Data records ▸
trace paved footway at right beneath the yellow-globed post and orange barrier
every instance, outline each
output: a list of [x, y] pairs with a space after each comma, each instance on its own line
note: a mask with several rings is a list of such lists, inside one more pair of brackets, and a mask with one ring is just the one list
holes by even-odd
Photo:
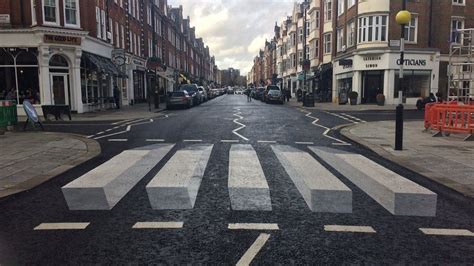
[[423, 129], [423, 121], [404, 123], [403, 151], [393, 148], [393, 121], [359, 123], [341, 133], [387, 160], [474, 198], [474, 142], [456, 134], [431, 137]]

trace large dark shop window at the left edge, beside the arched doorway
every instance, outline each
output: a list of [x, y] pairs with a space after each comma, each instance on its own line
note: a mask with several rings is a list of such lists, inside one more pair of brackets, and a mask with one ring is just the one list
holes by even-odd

Problem ▸ Lines from the one containing "trace large dark" to the end of the data are to be printed exactly, including the first and last.

Your solution ▸
trace large dark shop window at the left edge, beside the arched doorway
every instance, outline each
output: a list of [x, y] pairs with a space after each comma, each instance on its own line
note: a mask with several rings is a list of such lists, inside one more pair of brackets, and a mask with one ring is just the one list
holes by even-odd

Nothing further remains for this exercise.